◆ **Text shown**
###

ERIAC has a unique and single mandate as the first transnational, European-level organization for the recognition of Roma arts and culture.
The European Roma Institute for Arts and Culture e.V. (ERIAC) is a joint initiative of the Council of Europe, the Open Society Foundations, and the Roma Leaders’ initiative – the Alliance for the European Roma Institute. ERIAC is an association registered under German law on June 7, 2017 in Berlin, Germany.
ERIAC exists to increase the self-esteem of Roma and to decrease negative prejudice of the majority population towards the Roma by means of arts, culture, history, and media.
ERIAC acts as an international creative hub to support the exchange of creative ideas across borders, cultural domains and Romani identities. ERIAC aims to be the promoter of Romani contributions to European culture and talent, success and achievement, as well as to document the historical experience of Romani people in Europe. ERIAC exists to be a communicator and public educator, to disseminate a positive image and knowledge about Romani people for dialogue and building mutual respect and understanding.
The main long-term aims of ERIAC are:
– To educate and inform the non-Roma population about Roma arts and culture and to help for creating understanding, tolerance and mutual respect between Roma and non-Roma communities;
– To raise awareness among European institutions, policy-makers and stakeholders about the role of Roma arts and culture and to build up a broad partnership across Europe (and beyond) for support of Roma arts, culture and communities.

###

◆ **Dataset records**

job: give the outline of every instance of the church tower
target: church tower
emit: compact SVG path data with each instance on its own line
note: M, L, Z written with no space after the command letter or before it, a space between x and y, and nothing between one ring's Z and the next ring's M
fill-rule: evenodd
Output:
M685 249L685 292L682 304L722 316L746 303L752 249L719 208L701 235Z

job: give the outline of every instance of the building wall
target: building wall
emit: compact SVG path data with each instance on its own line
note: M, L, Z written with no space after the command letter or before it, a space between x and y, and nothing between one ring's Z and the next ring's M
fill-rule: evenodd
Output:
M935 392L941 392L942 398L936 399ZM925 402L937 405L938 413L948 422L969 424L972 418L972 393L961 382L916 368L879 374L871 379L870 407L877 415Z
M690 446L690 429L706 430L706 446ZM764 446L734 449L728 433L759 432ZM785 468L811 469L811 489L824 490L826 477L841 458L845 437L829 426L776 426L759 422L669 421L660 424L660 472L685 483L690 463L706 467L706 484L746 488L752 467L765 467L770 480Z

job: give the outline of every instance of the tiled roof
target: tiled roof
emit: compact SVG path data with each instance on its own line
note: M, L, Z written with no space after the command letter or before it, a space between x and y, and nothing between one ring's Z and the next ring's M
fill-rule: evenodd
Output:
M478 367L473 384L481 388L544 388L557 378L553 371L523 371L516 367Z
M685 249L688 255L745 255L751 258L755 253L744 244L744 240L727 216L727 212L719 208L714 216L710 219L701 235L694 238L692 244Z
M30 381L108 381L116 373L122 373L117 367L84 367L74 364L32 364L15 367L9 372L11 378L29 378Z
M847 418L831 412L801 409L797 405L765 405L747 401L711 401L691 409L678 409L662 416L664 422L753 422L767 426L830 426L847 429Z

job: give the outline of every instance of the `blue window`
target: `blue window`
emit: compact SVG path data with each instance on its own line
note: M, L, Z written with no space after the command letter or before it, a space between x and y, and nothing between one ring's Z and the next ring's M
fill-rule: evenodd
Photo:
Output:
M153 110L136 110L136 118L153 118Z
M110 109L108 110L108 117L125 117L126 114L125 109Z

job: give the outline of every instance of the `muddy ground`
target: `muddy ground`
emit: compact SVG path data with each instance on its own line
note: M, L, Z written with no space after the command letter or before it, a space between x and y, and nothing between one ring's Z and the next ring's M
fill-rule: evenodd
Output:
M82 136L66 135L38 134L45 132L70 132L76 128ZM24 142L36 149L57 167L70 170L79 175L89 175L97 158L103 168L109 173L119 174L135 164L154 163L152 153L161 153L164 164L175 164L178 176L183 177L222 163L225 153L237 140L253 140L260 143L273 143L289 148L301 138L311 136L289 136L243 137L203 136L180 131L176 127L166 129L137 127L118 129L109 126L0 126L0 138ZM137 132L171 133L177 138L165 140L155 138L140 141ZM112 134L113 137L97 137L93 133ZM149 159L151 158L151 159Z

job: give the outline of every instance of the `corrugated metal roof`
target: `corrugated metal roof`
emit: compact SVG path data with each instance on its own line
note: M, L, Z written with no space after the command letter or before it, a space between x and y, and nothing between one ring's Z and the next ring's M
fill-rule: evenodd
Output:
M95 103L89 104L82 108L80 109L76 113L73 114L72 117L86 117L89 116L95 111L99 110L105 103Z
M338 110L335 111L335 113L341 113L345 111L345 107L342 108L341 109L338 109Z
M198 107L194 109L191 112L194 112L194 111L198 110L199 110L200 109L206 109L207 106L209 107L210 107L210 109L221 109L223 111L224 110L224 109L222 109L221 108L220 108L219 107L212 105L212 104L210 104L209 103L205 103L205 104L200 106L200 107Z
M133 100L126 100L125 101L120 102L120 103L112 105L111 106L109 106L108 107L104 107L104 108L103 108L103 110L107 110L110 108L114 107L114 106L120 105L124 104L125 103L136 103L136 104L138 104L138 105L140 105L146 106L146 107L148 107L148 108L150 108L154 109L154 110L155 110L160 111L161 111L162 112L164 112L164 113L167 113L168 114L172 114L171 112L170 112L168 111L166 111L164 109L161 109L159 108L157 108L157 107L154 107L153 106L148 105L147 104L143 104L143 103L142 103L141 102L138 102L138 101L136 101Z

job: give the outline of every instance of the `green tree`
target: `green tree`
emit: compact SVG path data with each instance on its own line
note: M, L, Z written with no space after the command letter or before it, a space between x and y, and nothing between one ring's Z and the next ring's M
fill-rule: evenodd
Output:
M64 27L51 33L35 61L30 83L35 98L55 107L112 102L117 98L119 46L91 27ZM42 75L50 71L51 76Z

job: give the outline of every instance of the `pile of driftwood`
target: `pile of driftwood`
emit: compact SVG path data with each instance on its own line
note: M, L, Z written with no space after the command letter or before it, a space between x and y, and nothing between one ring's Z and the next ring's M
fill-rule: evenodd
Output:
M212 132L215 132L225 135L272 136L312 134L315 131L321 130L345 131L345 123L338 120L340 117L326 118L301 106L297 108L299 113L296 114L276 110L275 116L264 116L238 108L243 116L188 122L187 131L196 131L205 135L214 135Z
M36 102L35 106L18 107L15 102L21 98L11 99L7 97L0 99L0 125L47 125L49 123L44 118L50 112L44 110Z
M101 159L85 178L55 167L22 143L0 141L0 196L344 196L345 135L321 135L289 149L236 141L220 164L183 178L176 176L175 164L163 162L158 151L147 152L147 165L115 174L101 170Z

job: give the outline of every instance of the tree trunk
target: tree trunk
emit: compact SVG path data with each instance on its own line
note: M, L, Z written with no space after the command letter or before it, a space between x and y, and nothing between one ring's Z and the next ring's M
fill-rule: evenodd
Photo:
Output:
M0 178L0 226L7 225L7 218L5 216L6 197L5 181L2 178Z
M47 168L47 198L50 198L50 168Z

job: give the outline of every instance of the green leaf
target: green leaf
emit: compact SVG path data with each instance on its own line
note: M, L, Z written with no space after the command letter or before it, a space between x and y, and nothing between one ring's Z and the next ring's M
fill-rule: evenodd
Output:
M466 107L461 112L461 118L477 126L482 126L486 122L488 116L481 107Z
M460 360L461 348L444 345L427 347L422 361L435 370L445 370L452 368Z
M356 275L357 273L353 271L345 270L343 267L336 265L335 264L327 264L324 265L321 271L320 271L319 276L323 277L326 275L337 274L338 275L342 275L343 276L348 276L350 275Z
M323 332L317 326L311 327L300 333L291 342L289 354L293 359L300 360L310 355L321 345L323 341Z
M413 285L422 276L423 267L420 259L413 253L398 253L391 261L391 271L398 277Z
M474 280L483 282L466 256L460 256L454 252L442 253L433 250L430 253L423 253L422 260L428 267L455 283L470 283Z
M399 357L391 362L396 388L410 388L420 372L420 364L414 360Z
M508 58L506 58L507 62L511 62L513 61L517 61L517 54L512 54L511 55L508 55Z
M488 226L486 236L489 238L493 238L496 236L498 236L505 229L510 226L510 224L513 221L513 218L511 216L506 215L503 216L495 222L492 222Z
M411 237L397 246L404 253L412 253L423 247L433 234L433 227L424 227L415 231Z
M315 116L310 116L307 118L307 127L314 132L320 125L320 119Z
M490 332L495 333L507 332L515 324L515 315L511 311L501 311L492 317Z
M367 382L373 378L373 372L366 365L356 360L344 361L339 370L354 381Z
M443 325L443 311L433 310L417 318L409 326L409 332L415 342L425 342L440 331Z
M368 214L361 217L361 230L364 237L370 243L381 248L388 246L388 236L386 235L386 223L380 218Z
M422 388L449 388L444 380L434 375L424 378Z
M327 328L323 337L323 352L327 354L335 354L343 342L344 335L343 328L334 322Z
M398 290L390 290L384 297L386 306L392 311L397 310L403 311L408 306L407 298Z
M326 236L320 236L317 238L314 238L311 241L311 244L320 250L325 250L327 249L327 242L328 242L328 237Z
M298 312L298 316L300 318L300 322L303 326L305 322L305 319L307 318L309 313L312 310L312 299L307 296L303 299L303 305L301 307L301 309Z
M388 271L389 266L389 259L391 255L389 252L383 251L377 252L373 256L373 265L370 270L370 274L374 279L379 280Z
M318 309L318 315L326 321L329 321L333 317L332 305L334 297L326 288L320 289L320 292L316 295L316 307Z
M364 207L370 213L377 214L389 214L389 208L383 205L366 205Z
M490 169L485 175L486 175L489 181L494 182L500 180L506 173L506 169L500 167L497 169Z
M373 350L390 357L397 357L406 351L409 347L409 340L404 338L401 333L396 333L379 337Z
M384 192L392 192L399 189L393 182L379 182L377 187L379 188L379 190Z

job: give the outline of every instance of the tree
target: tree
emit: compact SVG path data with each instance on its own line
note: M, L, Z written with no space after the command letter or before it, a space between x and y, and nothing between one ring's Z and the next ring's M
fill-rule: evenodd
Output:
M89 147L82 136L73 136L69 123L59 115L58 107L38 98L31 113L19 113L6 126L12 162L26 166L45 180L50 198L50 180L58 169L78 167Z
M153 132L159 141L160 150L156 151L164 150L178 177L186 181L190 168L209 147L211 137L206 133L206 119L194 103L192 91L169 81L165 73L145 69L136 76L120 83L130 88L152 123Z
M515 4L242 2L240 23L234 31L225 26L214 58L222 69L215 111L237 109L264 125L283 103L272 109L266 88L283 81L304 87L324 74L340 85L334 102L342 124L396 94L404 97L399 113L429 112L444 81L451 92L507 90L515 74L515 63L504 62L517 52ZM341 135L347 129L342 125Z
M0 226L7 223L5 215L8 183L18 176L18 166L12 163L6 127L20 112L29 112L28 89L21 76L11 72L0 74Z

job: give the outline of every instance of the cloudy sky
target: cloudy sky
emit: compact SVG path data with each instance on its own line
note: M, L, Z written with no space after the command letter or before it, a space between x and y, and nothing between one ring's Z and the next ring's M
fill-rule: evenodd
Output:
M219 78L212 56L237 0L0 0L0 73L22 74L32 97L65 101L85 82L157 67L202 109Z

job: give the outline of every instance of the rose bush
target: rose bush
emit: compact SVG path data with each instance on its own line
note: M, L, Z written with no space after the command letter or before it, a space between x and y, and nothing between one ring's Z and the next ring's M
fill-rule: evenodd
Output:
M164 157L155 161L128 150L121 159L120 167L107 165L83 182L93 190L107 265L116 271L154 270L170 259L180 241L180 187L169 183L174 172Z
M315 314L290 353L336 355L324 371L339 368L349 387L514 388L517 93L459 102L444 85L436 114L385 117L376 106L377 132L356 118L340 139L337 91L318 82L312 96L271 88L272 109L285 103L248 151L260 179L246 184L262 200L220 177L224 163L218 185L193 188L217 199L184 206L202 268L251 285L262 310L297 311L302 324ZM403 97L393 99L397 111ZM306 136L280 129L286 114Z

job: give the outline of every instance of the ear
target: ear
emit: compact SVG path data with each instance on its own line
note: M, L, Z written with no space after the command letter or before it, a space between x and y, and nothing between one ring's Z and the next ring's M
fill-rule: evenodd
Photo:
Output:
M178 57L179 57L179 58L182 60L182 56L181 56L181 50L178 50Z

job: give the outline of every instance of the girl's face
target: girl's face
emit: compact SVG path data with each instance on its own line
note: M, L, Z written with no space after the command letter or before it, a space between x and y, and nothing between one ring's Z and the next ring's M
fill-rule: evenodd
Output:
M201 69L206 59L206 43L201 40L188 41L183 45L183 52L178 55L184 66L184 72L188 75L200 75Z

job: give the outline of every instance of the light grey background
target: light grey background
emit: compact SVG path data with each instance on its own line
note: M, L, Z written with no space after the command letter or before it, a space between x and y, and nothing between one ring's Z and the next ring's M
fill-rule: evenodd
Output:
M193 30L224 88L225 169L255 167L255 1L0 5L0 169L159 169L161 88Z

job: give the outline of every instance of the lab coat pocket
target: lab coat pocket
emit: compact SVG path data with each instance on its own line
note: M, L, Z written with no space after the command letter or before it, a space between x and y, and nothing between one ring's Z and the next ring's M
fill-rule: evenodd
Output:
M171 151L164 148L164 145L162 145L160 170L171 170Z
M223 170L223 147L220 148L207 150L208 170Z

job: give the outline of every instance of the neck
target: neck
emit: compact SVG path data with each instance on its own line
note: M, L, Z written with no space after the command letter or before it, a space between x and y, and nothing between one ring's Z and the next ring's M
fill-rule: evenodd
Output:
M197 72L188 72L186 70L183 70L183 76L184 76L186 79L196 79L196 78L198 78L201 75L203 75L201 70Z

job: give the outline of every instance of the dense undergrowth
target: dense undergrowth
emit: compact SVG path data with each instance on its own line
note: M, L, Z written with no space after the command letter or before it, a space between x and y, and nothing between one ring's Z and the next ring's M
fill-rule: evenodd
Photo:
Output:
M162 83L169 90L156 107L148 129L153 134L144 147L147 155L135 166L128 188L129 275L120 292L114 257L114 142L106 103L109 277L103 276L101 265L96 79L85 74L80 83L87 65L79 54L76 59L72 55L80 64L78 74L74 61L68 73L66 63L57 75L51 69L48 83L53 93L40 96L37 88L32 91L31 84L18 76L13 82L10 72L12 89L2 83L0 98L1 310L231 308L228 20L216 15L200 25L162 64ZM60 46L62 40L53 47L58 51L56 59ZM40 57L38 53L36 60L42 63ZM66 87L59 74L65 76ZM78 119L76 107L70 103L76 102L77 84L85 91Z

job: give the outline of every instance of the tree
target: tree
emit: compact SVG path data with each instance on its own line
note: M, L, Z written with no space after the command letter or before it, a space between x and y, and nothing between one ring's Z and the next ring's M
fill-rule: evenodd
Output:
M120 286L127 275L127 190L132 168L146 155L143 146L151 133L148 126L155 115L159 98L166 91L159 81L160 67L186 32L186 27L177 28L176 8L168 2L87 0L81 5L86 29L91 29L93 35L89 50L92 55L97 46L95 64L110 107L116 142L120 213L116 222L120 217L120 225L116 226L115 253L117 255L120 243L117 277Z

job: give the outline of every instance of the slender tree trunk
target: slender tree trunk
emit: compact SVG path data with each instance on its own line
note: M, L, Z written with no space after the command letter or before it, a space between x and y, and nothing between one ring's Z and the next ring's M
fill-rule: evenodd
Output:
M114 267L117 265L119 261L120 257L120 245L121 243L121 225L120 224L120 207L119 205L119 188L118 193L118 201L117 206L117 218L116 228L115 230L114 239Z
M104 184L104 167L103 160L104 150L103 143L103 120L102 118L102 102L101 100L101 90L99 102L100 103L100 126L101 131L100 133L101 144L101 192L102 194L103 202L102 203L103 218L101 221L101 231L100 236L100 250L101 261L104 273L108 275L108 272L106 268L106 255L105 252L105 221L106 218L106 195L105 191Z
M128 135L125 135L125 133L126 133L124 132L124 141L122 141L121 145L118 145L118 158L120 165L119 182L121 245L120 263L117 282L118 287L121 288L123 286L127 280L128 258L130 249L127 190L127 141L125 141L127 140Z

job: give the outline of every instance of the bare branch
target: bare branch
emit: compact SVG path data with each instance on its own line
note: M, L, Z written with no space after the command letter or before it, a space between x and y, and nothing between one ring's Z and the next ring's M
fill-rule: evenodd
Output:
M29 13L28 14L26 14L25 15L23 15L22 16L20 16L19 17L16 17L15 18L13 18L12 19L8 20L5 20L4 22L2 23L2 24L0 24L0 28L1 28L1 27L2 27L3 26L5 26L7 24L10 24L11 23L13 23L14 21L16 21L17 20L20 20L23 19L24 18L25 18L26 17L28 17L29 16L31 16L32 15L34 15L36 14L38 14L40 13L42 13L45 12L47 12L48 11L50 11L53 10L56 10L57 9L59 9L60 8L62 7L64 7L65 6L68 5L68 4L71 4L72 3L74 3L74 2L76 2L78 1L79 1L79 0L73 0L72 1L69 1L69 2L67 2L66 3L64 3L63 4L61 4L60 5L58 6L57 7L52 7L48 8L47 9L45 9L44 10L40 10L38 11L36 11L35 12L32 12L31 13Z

###

◆ **Things to do**
**1)** According to the ERIAC text, by what means does ERIAC work to increase Roma self-esteem and decrease negative prejudice? List them all.
**2)** Pick out every line of the records that contains the string "tree".

◆ **Expected results**
**1)** Arts, culture, history, and media.

**2)**
job: give the outline of every instance of the `green tree`
target: `green tree`
job: give the outline of every instance of the tree trunk
target: tree trunk
job: give the outline of every instance of the tree
target: tree
job: give the outline of every instance of the tree
target: tree
job: give the outline of every instance of the slender tree trunk
target: slender tree trunk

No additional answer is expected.